EXERCISE: Recast these lines as a JSON list of strings with one string per line, leaving out blank lines.

(Records in a dataset)
%%

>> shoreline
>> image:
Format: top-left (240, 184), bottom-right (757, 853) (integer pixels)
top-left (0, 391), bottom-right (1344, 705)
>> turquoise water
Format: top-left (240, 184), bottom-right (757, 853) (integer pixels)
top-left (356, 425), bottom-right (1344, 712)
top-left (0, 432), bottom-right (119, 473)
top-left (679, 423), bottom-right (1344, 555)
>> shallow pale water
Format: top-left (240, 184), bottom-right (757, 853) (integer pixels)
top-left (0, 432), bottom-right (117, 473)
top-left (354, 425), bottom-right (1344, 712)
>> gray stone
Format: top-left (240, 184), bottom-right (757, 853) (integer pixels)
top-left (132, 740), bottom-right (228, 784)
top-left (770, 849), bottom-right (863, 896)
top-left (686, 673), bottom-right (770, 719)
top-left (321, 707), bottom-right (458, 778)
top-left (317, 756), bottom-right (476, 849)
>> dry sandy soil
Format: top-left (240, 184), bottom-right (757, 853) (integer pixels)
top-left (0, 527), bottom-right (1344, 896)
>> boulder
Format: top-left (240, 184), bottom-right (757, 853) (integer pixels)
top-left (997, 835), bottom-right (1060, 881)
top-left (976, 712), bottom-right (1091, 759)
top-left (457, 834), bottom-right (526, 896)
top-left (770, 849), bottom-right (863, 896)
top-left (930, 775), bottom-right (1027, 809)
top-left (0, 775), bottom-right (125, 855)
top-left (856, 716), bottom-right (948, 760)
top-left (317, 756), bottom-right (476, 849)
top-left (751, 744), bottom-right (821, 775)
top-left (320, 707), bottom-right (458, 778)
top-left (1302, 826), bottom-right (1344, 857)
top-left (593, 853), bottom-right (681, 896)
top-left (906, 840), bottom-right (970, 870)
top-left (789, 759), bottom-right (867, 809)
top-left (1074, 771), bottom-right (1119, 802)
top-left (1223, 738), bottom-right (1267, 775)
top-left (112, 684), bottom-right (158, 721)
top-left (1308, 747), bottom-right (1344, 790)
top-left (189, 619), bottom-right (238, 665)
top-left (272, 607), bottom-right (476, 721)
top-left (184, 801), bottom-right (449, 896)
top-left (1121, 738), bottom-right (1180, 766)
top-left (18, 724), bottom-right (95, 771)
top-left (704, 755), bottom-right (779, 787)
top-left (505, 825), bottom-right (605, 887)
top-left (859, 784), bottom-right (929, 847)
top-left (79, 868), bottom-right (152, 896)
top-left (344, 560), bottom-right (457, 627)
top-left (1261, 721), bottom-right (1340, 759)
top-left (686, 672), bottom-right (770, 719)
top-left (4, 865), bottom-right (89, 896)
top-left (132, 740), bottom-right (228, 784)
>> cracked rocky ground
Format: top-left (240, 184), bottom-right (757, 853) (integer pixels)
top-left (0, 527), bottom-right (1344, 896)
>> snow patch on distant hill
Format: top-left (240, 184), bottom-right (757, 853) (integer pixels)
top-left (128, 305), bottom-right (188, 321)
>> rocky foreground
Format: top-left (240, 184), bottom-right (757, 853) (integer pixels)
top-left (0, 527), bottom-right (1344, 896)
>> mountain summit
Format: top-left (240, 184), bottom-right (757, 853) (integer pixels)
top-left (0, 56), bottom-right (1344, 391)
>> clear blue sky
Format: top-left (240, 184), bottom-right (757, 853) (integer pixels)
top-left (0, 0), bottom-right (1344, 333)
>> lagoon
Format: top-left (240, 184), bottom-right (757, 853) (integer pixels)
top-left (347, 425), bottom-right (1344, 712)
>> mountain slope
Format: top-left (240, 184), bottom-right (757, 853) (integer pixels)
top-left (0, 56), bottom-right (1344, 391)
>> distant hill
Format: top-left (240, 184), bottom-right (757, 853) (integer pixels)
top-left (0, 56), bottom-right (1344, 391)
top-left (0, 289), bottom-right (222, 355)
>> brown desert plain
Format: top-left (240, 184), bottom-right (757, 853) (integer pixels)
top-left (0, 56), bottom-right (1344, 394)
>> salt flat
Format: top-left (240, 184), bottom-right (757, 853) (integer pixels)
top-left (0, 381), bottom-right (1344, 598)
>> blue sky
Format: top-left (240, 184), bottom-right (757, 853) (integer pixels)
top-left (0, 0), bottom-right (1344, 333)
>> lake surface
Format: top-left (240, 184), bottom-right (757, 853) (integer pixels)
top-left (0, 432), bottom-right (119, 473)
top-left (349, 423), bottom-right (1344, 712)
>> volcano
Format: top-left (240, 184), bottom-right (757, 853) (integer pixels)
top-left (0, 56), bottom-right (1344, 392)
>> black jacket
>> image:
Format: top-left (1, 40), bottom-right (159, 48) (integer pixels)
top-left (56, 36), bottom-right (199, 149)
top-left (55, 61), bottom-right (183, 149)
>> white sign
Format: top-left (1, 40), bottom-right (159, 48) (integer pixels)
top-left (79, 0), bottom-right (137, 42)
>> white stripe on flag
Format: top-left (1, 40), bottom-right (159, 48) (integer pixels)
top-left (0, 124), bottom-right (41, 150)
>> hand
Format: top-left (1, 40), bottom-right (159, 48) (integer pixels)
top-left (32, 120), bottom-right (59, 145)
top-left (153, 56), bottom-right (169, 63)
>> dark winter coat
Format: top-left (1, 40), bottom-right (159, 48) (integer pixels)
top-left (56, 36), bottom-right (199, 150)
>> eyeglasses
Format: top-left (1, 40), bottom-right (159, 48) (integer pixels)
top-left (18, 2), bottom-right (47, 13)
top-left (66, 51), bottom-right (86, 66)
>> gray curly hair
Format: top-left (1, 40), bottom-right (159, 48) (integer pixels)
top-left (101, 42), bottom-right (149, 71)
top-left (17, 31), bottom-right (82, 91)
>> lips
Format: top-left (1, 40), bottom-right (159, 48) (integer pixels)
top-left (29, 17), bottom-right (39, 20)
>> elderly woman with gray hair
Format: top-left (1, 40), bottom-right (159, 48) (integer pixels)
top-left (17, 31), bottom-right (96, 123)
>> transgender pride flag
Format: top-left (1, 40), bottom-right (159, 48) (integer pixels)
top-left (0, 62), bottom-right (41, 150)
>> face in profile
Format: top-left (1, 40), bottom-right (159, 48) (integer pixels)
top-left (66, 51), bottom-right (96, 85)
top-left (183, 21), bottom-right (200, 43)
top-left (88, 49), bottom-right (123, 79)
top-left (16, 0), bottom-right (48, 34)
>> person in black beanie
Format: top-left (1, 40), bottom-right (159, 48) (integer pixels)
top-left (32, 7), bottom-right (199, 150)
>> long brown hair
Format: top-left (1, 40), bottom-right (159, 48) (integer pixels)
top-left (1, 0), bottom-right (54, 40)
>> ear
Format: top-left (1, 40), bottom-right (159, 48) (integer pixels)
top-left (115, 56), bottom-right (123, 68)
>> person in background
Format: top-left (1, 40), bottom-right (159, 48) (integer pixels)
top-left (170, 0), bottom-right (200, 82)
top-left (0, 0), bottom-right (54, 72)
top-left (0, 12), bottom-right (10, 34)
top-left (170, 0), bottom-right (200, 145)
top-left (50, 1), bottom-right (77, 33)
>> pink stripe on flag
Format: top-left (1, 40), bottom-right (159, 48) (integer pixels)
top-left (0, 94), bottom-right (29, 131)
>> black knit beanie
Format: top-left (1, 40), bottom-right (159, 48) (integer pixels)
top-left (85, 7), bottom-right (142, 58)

%%

REPLY:
[
  ">> shoreline",
  ">> image:",
  "Format: top-left (240, 184), bottom-right (757, 853) (integer pixels)",
  "top-left (0, 391), bottom-right (1344, 705)",
  ">> turquoise water",
  "Format: top-left (240, 184), bottom-right (757, 853) (integer pixels)",
  "top-left (356, 425), bottom-right (1344, 712)",
  "top-left (0, 432), bottom-right (119, 473)",
  "top-left (679, 423), bottom-right (1344, 555)",
  ">> shallow pale water",
  "Format: top-left (240, 184), bottom-right (757, 853) (integer pixels)",
  "top-left (0, 432), bottom-right (117, 473)",
  "top-left (354, 425), bottom-right (1344, 712)",
  ">> gray stone",
  "Format: top-left (240, 184), bottom-right (757, 853) (integer pixels)",
  "top-left (132, 740), bottom-right (228, 784)",
  "top-left (770, 849), bottom-right (863, 896)",
  "top-left (686, 673), bottom-right (770, 719)",
  "top-left (321, 707), bottom-right (458, 778)",
  "top-left (317, 756), bottom-right (476, 849)",
  ">> dry sandy soil",
  "Format: top-left (240, 184), bottom-right (757, 853) (integer pixels)",
  "top-left (0, 527), bottom-right (1344, 896)",
  ">> boulder",
  "Format: top-left (240, 184), bottom-right (757, 853) (integer pixels)",
  "top-left (997, 835), bottom-right (1060, 881)",
  "top-left (976, 712), bottom-right (1091, 759)",
  "top-left (457, 834), bottom-right (526, 896)",
  "top-left (770, 849), bottom-right (863, 896)",
  "top-left (930, 775), bottom-right (1027, 809)",
  "top-left (0, 775), bottom-right (125, 855)",
  "top-left (856, 716), bottom-right (948, 760)",
  "top-left (317, 756), bottom-right (476, 849)",
  "top-left (751, 744), bottom-right (821, 775)",
  "top-left (320, 707), bottom-right (458, 778)",
  "top-left (1302, 826), bottom-right (1344, 857)",
  "top-left (593, 853), bottom-right (681, 896)",
  "top-left (906, 840), bottom-right (970, 870)",
  "top-left (789, 759), bottom-right (867, 809)",
  "top-left (1074, 771), bottom-right (1119, 802)",
  "top-left (1223, 738), bottom-right (1267, 775)",
  "top-left (112, 684), bottom-right (158, 721)",
  "top-left (1308, 747), bottom-right (1344, 790)",
  "top-left (189, 619), bottom-right (238, 665)",
  "top-left (272, 607), bottom-right (476, 721)",
  "top-left (184, 801), bottom-right (449, 896)",
  "top-left (1121, 738), bottom-right (1180, 766)",
  "top-left (18, 724), bottom-right (95, 771)",
  "top-left (704, 755), bottom-right (779, 787)",
  "top-left (505, 825), bottom-right (605, 887)",
  "top-left (859, 784), bottom-right (929, 847)",
  "top-left (79, 868), bottom-right (152, 896)",
  "top-left (344, 560), bottom-right (457, 627)",
  "top-left (1261, 721), bottom-right (1340, 759)",
  "top-left (686, 672), bottom-right (770, 719)",
  "top-left (4, 865), bottom-right (89, 896)",
  "top-left (132, 740), bottom-right (228, 784)",
  ">> cracked rocky ground",
  "Format: top-left (240, 184), bottom-right (757, 853) (integer pixels)",
  "top-left (0, 527), bottom-right (1344, 896)",
  ">> snow patch on distant hill",
  "Format: top-left (240, 184), bottom-right (757, 853) (integer pixels)",
  "top-left (128, 305), bottom-right (188, 321)",
  ">> rocky foreground",
  "Format: top-left (240, 184), bottom-right (757, 853) (integer pixels)",
  "top-left (0, 527), bottom-right (1344, 896)",
  ">> mountain summit",
  "Format: top-left (240, 184), bottom-right (757, 853) (integer pixels)",
  "top-left (0, 56), bottom-right (1344, 391)",
  ">> clear blue sky",
  "Format: top-left (240, 184), bottom-right (757, 853) (integer pixels)",
  "top-left (0, 0), bottom-right (1344, 333)",
  ">> lagoon",
  "Format: top-left (240, 184), bottom-right (757, 853) (integer pixels)",
  "top-left (347, 425), bottom-right (1344, 712)",
  ">> mountain slope",
  "Format: top-left (240, 184), bottom-right (757, 853) (integer pixels)",
  "top-left (0, 56), bottom-right (1344, 391)",
  ">> distant hill",
  "Format: top-left (240, 184), bottom-right (757, 853) (integer pixels)",
  "top-left (0, 56), bottom-right (1344, 391)",
  "top-left (0, 289), bottom-right (222, 355)",
  ">> brown desert plain",
  "Format: top-left (240, 184), bottom-right (757, 853) (integer pixels)",
  "top-left (0, 56), bottom-right (1344, 394)",
  ">> salt flat",
  "Format: top-left (240, 184), bottom-right (757, 853) (integer pixels)",
  "top-left (0, 381), bottom-right (1344, 598)",
  ">> blue sky",
  "Format: top-left (240, 184), bottom-right (757, 853) (integer pixels)",
  "top-left (0, 0), bottom-right (1344, 333)",
  ">> lake surface",
  "Format: top-left (240, 184), bottom-right (757, 853) (integer pixels)",
  "top-left (0, 432), bottom-right (119, 473)",
  "top-left (349, 423), bottom-right (1344, 712)",
  ">> volcano",
  "Format: top-left (240, 184), bottom-right (757, 853) (integer pixels)",
  "top-left (0, 56), bottom-right (1344, 392)",
  ">> black jacket",
  ">> image:",
  "Format: top-left (1, 40), bottom-right (159, 48) (integer pixels)",
  "top-left (56, 36), bottom-right (199, 149)",
  "top-left (55, 61), bottom-right (183, 149)",
  ">> white sign",
  "Format: top-left (1, 40), bottom-right (159, 48) (integer pixels)",
  "top-left (79, 0), bottom-right (137, 42)",
  ">> white stripe on flag",
  "Format: top-left (1, 40), bottom-right (159, 48) (integer pixels)",
  "top-left (0, 124), bottom-right (41, 150)",
  ">> hand",
  "Format: top-left (1, 40), bottom-right (159, 48) (integer pixels)",
  "top-left (32, 120), bottom-right (59, 145)",
  "top-left (153, 56), bottom-right (169, 63)",
  ">> dark winter coat",
  "Format: top-left (1, 40), bottom-right (159, 48) (integer pixels)",
  "top-left (56, 36), bottom-right (199, 150)",
  ">> eyeglasses",
  "Format: top-left (1, 40), bottom-right (159, 48) (integer pixels)",
  "top-left (18, 2), bottom-right (47, 13)",
  "top-left (66, 51), bottom-right (86, 66)",
  ">> gray curly hair",
  "Format: top-left (1, 40), bottom-right (159, 48) (integer pixels)",
  "top-left (101, 42), bottom-right (149, 71)",
  "top-left (17, 31), bottom-right (82, 91)",
  ">> lips",
  "Format: top-left (1, 40), bottom-right (159, 48) (integer pixels)",
  "top-left (29, 17), bottom-right (39, 20)",
  ">> elderly woman with gray hair",
  "Format: top-left (1, 40), bottom-right (159, 48) (integer pixels)",
  "top-left (17, 31), bottom-right (96, 123)",
  ">> transgender pride flag",
  "Format: top-left (1, 40), bottom-right (159, 48) (integer pixels)",
  "top-left (0, 62), bottom-right (41, 150)",
  ">> face in profile",
  "Format: top-left (1, 40), bottom-right (159, 48) (integer pixels)",
  "top-left (66, 51), bottom-right (96, 85)",
  "top-left (183, 21), bottom-right (200, 43)",
  "top-left (88, 49), bottom-right (123, 79)",
  "top-left (16, 0), bottom-right (48, 34)",
  ">> person in black beanie",
  "Format: top-left (1, 40), bottom-right (159, 48) (integer pixels)",
  "top-left (32, 7), bottom-right (199, 150)",
  ">> long brown hair",
  "Format: top-left (1, 40), bottom-right (159, 48) (integer pixels)",
  "top-left (1, 0), bottom-right (54, 40)",
  ">> ear",
  "Format: top-left (1, 40), bottom-right (159, 48) (integer pixels)",
  "top-left (115, 56), bottom-right (123, 68)",
  ">> person in background",
  "Format: top-left (1, 40), bottom-right (159, 48) (integer pixels)",
  "top-left (170, 0), bottom-right (200, 82)",
  "top-left (0, 0), bottom-right (54, 72)",
  "top-left (0, 12), bottom-right (10, 34)",
  "top-left (170, 0), bottom-right (200, 145)",
  "top-left (50, 1), bottom-right (77, 33)",
  ">> pink stripe on flag",
  "Format: top-left (1, 40), bottom-right (159, 48) (integer pixels)",
  "top-left (0, 94), bottom-right (29, 131)",
  ">> black knit beanie",
  "Format: top-left (1, 40), bottom-right (159, 48) (integer pixels)",
  "top-left (85, 7), bottom-right (142, 58)"
]